Extracted records:

## Start

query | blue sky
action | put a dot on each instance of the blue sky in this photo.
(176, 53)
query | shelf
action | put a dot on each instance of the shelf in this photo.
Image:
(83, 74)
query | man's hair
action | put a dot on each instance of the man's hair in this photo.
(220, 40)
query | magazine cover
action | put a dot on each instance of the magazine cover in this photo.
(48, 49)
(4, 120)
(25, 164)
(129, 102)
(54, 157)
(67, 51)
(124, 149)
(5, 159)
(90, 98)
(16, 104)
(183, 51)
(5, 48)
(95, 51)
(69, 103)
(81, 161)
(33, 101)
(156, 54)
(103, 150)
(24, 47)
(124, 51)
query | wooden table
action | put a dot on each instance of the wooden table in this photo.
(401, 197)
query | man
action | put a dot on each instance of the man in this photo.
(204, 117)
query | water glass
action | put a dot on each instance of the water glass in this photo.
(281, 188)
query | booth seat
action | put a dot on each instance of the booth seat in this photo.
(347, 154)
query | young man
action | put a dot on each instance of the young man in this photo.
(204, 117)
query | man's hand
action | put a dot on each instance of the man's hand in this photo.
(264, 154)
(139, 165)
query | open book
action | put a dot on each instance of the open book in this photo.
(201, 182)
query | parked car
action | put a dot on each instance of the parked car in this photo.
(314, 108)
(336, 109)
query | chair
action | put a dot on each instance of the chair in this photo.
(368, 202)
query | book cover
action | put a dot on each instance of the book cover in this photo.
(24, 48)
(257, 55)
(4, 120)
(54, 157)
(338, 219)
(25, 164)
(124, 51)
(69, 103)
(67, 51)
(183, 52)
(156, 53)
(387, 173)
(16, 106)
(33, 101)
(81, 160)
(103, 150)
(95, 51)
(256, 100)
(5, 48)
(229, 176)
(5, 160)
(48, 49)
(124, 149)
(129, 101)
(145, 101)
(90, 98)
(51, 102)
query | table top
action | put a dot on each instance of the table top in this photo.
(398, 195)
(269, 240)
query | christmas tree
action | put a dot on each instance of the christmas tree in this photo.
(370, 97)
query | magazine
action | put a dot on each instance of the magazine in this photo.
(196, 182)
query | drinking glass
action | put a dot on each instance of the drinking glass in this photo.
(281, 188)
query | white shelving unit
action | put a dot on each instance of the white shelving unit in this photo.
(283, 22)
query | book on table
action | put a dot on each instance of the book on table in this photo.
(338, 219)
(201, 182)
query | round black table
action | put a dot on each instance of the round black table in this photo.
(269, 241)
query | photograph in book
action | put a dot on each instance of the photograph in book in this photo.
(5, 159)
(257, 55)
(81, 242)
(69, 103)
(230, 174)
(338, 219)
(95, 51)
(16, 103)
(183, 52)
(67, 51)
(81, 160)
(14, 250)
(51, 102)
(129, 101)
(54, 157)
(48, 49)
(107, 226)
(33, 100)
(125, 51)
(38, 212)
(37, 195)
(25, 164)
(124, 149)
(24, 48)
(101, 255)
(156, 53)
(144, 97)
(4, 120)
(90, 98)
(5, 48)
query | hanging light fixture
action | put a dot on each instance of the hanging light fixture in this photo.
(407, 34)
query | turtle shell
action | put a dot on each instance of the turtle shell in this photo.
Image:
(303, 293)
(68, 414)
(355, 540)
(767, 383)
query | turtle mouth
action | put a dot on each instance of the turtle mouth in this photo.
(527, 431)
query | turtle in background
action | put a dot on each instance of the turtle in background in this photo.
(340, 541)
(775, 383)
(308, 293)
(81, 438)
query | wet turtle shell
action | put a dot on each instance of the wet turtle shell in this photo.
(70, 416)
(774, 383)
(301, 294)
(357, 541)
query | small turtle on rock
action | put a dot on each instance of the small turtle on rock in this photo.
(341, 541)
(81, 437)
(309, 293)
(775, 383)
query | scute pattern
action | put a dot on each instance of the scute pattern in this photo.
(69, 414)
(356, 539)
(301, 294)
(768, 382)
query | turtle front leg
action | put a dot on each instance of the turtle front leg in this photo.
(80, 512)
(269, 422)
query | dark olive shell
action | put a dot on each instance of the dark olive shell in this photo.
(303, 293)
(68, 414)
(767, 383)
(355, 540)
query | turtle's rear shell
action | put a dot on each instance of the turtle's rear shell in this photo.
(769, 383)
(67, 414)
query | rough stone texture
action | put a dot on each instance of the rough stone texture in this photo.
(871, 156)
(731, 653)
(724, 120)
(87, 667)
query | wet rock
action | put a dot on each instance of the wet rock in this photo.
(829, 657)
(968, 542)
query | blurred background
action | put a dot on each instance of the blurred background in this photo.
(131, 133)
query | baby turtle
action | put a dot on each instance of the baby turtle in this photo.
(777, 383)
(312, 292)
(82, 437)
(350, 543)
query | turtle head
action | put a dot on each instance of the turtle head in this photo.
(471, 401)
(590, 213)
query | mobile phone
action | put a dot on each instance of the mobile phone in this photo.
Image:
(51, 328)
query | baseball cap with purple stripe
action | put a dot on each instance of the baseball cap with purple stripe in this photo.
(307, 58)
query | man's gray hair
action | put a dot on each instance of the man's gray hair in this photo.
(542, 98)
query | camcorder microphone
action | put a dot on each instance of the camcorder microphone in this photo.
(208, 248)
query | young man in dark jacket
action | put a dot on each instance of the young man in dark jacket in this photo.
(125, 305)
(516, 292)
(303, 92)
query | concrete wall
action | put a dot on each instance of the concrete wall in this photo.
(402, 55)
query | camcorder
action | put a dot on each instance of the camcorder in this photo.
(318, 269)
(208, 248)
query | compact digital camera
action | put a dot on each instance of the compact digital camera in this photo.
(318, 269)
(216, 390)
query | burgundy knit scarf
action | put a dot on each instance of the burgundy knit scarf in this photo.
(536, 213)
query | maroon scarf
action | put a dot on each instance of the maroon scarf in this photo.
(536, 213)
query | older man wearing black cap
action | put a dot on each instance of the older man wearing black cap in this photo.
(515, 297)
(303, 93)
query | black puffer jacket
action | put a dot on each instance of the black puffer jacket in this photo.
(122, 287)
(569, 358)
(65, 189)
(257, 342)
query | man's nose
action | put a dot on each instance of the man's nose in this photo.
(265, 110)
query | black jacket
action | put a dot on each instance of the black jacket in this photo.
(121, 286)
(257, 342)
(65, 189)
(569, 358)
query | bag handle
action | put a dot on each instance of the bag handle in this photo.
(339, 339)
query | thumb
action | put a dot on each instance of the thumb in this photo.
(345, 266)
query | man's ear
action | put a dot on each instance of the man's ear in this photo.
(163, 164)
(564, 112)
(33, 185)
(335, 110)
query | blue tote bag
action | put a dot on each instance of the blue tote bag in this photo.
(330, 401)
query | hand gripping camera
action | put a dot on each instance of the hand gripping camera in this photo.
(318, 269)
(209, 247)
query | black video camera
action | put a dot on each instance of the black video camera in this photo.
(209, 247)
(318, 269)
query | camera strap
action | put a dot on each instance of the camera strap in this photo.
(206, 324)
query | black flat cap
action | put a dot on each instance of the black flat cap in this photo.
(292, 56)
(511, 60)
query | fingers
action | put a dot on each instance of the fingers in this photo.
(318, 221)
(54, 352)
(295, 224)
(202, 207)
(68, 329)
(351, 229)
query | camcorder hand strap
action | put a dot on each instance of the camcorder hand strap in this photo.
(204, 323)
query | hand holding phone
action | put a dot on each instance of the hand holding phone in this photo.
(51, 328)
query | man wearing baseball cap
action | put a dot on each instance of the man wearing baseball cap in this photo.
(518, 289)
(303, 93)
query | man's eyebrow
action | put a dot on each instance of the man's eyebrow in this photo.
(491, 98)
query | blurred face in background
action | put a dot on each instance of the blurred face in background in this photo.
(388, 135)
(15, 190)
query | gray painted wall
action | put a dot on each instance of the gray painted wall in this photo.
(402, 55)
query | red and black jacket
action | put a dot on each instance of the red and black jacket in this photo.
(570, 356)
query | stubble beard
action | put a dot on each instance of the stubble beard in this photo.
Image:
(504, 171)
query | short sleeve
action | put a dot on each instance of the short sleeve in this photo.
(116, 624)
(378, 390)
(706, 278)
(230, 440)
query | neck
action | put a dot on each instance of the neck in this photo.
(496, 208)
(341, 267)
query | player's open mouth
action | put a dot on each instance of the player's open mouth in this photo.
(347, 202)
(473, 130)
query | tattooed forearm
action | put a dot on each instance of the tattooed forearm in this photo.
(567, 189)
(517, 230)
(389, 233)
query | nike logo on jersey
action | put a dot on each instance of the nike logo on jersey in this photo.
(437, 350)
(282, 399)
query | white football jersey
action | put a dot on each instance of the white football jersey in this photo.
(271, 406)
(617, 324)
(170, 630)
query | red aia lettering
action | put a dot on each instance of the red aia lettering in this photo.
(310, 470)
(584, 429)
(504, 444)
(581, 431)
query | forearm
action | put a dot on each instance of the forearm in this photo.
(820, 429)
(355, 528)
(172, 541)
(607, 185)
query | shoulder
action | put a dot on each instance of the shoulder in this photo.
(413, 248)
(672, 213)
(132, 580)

## End

Extract every line from the one containing "query | stubble beard" to the end of the entries, including both of those lines, exactly as given and with nothing added.

query | stubble beard
action | put a dot on each instance of the stubble beard in this photo.
Image:
(504, 171)
query | short sleeve
action | put a dot on each instance of the short sleeve in this photo.
(116, 624)
(378, 390)
(706, 278)
(230, 440)
query | neck
action | put a dot on each instance of the neck in this photo.
(496, 208)
(341, 267)
query | player's open mouth
action | put a dot on each instance of the player's open mouth in this photo.
(347, 202)
(473, 130)
query | tattooed forearm
action | put a dot on each instance of the tattooed forearm in this photo.
(567, 189)
(517, 230)
(389, 233)
query | nike logo on jersey
action | put a dot on each instance of the nike logo on jersey in this photo.
(437, 350)
(282, 399)
query | white football jersey
action | put a dot on each instance of the white football jersey in this photo.
(271, 406)
(617, 324)
(170, 630)
query | red aia lettering
action | put a dot on each instance of the red aia lettering in this photo.
(310, 470)
(584, 429)
(504, 444)
(581, 431)
query | forearm
action | put a dot on each instance of the forearm in this photo.
(820, 429)
(355, 528)
(172, 541)
(607, 185)
query | shoulder
action | put a dot on each instance of the shoulder in this photo.
(413, 248)
(672, 213)
(132, 580)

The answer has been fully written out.